• **Поставленные задачи**:
- A) В каком году, согласно фрагменту документа о циклических колебаниях конъюнктуры, была создана ВТО?
- B) Приведите в виде нумерованного списка строки записей, начиная со строки, содержащей «birch trunk is by providing a bounding box.», и заканчивая строкой, содержащей «[316,229,366,361]». Пустые строки не включайте.

• **Фрагмент документа**:
........

После Второй мировой войны в механизме циклических колебаний конъюнктуры произошли существенные изменения. В период послевоенной относительной замкнутости национальных экономик, когда государства-победители на некоторое время разорвали хозяйственные связи с побежденными государствами, в мире проявилась некая асинхронность циклов. В то время как одни страны, экономику которых война затронула мало, закономерно втягивались в кризисную фазу, другие – нуждавшиеся в восстановлении разрушенного хозяйства вошли в период многолетнего экономического подъема. Такая асинхронность позволяла в течение примерно двух десятилетий крупным частным фирмам маневрировать своими производственными ресурсами между странами (постепенно «размывая» искусственно возведенные политиками межгосударственные перегородки), что в свою очередь способствовало сглаживанию циклических спадов и подъемов в рамках всемирного хозяйства – и последующему восстановлению синхронности циклических колебаний. Синхронность колебаний конъюнктуры начала восстанавливаться в период мирового кризиса 1973–1975 гг. В настоящее время в большинстве стран сформировалась так называемая открытая экономика, в которой валютные курсы формируются достаточно свободно – своими отклонениями от тренда оперативно реагируя на перемены в общехозяйственной конъюнктуре, – а доля экспорта и импорта в их ВВП неуклонно растет. В такой обстановке трудно всерьез рассчитывать на возможность сколько-нибудь заметного отрыва национальной динамики от закономерностей колебательного движения мирового хозяйства. Этому в немалой степени способствует деятельность созданной в 1995 г. ВТО, которая, объединяя более 150 стран, преследует цель всемерной либерализации международной торговли и обеспечения справедливых условий конкуренции на мировом рынке. Хотя, конечно, и в настоящее время синхронизация циклических колебаний является все же относительной. Так, в США начался подъем в 1990–1991 гг., и то время как в японской экономике обозначились серьезные трудности. Темпы инфляции в различных странах ЕС в январе 2005 г. заметно различались: от 6,7% в Латвии, 4,2% в Греции и Эстонии до минус 0,2% в Финляндии.

........

• **Список записей**:
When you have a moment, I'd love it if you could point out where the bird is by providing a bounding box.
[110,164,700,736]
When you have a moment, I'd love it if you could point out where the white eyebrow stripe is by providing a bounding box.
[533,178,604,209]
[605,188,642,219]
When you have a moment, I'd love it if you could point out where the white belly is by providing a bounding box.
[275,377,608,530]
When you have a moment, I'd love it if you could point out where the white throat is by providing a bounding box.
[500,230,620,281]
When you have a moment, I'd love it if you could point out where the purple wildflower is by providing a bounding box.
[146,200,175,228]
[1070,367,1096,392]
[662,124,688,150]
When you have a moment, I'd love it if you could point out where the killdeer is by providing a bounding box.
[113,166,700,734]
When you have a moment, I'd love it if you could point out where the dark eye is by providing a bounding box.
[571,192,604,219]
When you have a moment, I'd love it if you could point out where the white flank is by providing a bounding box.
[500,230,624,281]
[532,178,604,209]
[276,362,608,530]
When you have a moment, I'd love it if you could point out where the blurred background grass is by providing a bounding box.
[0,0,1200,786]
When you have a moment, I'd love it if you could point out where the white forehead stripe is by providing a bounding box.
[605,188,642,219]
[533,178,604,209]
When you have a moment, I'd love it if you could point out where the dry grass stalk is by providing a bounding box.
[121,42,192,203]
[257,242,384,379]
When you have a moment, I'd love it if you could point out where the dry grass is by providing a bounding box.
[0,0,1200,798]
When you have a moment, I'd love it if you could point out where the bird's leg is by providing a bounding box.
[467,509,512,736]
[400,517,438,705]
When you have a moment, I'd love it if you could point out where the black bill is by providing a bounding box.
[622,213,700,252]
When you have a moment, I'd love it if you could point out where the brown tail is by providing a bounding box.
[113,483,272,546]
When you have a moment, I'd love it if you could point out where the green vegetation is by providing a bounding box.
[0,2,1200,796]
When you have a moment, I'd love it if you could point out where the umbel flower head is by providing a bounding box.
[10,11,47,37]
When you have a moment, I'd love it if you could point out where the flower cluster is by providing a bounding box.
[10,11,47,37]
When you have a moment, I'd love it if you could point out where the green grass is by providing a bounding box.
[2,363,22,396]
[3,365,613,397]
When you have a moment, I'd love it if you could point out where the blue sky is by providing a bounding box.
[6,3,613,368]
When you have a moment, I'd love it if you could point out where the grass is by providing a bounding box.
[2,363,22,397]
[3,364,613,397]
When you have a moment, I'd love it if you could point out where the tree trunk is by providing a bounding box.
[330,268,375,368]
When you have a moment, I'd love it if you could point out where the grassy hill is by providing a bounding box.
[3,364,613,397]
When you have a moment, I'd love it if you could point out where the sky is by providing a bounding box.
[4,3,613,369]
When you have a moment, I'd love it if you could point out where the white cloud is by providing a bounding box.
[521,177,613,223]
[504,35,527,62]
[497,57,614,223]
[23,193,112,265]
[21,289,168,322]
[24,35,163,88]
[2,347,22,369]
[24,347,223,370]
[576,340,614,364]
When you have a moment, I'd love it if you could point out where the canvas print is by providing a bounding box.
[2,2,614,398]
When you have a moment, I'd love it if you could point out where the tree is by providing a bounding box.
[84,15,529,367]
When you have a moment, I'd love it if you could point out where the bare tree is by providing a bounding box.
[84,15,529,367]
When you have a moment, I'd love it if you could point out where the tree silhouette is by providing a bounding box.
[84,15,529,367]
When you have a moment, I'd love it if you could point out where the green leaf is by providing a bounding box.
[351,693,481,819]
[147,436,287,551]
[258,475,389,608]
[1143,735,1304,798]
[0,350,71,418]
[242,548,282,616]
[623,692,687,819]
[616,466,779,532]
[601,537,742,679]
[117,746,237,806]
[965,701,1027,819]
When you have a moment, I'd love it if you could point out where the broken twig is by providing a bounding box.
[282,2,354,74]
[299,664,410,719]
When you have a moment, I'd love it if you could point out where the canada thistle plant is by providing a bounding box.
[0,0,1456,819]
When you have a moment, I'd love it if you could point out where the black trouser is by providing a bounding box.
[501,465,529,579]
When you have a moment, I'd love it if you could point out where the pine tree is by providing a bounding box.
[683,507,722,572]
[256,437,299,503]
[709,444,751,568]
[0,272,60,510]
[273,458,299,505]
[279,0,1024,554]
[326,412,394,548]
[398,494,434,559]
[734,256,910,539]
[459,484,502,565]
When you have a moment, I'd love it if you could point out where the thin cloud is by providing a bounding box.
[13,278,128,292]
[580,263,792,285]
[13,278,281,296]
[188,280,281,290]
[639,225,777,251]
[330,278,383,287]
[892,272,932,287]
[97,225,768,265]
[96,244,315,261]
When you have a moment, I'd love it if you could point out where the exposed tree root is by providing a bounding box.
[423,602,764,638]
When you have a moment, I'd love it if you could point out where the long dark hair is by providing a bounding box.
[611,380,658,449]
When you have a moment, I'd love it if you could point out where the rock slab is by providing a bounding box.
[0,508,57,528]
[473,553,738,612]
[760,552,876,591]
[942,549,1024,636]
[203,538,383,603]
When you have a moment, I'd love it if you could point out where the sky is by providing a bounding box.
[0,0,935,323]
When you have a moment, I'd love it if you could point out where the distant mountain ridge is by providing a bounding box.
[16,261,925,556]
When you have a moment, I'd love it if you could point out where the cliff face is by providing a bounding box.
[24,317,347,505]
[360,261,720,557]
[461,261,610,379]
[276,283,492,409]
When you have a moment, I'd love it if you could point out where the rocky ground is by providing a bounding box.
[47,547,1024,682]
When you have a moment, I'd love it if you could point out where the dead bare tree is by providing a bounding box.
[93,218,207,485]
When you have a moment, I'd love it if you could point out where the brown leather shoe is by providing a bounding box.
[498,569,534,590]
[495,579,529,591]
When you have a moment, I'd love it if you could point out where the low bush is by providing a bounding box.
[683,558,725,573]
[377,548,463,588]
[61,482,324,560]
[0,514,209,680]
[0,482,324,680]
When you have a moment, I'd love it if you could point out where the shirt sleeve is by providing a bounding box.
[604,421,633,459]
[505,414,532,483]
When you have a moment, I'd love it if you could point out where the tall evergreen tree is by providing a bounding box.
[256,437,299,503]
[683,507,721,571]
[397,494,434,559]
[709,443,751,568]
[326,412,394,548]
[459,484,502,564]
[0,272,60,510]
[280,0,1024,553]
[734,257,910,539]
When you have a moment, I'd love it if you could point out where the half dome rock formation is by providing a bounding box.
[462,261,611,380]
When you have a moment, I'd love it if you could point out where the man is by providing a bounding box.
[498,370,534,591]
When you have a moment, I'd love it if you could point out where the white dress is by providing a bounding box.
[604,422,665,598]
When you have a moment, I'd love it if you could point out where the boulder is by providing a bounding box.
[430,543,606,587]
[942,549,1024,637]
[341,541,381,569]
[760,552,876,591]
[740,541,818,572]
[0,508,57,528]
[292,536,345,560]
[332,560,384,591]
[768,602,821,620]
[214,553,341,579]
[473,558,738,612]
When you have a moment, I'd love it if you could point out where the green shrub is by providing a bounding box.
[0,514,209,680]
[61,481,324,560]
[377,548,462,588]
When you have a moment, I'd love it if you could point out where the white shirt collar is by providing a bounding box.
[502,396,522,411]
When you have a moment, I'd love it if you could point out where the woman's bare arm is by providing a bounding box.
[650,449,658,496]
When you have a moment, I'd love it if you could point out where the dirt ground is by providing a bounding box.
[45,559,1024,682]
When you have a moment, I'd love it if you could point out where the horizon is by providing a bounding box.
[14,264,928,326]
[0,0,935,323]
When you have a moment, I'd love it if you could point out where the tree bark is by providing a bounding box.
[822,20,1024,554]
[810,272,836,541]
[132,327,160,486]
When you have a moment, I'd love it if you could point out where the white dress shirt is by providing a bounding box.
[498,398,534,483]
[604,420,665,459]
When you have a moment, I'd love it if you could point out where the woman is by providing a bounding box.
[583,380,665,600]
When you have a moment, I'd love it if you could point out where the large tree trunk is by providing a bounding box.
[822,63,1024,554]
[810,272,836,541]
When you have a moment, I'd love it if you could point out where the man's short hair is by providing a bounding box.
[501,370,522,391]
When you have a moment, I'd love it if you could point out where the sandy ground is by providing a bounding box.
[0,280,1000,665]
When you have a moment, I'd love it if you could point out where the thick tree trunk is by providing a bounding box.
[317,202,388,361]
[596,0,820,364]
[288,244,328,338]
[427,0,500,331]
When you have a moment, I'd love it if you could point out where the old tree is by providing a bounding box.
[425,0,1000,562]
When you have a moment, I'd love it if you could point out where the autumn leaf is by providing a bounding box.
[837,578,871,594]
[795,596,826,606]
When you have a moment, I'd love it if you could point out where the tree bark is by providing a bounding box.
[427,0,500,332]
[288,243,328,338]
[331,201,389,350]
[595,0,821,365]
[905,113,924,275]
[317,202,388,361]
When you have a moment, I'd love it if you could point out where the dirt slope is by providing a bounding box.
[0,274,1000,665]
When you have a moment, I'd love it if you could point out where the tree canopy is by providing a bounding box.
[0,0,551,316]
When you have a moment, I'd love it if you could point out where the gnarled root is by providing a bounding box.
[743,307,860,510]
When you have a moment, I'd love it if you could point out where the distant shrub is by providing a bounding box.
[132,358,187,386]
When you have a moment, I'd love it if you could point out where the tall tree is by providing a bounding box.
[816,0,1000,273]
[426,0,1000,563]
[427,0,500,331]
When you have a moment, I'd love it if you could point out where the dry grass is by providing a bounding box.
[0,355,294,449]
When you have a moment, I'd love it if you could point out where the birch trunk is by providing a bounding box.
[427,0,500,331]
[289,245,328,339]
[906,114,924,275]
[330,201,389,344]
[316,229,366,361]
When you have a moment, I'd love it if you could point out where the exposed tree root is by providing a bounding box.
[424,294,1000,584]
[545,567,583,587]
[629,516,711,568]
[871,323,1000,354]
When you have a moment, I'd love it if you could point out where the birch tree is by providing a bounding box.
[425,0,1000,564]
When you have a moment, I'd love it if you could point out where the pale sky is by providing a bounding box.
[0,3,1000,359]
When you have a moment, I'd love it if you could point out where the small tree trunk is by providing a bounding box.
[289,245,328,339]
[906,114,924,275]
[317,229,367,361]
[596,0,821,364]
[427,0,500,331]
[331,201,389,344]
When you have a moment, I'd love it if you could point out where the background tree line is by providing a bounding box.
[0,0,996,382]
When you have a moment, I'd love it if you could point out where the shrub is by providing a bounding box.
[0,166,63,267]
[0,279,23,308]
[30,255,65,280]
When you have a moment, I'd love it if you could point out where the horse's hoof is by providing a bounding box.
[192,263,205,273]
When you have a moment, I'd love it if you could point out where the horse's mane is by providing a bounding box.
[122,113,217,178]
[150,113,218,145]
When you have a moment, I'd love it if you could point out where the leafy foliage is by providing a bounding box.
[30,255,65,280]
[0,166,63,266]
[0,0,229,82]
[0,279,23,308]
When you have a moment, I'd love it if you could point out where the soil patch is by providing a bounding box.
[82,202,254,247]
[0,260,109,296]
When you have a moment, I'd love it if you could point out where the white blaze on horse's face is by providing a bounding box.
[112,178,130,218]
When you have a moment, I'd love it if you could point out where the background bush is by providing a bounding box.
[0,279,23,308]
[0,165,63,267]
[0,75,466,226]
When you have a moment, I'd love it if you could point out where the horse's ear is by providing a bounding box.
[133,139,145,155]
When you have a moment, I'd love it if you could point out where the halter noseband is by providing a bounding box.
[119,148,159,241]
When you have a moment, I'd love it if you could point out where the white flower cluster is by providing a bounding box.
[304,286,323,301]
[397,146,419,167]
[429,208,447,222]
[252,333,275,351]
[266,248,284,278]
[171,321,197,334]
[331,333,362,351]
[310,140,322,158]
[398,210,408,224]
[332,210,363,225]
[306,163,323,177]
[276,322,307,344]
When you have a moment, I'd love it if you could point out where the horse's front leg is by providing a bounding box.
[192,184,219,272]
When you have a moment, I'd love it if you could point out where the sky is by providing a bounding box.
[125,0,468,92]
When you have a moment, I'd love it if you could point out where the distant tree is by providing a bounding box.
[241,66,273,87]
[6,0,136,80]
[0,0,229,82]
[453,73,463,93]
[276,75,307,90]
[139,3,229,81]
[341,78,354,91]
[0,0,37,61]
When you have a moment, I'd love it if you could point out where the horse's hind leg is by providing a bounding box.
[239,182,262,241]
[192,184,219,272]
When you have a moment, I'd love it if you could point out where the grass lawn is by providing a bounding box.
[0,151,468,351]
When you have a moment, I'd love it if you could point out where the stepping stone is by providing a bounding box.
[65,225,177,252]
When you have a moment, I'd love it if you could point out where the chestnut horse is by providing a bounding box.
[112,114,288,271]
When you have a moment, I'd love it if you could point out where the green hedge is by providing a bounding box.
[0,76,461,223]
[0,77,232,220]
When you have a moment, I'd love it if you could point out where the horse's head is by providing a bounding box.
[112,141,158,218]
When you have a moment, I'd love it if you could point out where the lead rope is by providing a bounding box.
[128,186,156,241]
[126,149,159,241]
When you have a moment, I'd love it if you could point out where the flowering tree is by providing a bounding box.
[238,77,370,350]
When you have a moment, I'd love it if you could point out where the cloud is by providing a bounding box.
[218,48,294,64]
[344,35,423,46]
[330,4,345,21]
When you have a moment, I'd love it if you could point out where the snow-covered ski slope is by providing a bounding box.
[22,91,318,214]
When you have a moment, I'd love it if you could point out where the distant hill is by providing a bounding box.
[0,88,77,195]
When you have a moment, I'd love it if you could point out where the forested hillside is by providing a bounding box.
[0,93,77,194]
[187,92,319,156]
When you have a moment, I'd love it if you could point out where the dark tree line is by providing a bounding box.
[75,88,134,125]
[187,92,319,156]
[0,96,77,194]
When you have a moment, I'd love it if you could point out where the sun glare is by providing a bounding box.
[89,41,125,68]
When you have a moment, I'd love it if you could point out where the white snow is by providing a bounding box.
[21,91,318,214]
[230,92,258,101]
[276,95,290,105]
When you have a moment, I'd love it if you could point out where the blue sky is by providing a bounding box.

........

• **Результаты**:
- A) ВТО была создана в 1995 году.

- B)
1. When you have a moment, I'd love it if you could point out where the birch trunk is by providing a bounding box.
2. [427,0,500,331]
3. [289,245,328,339]
4. [906,114,924,275]
5. [330,201,389,344]
6. [316,229,366,361]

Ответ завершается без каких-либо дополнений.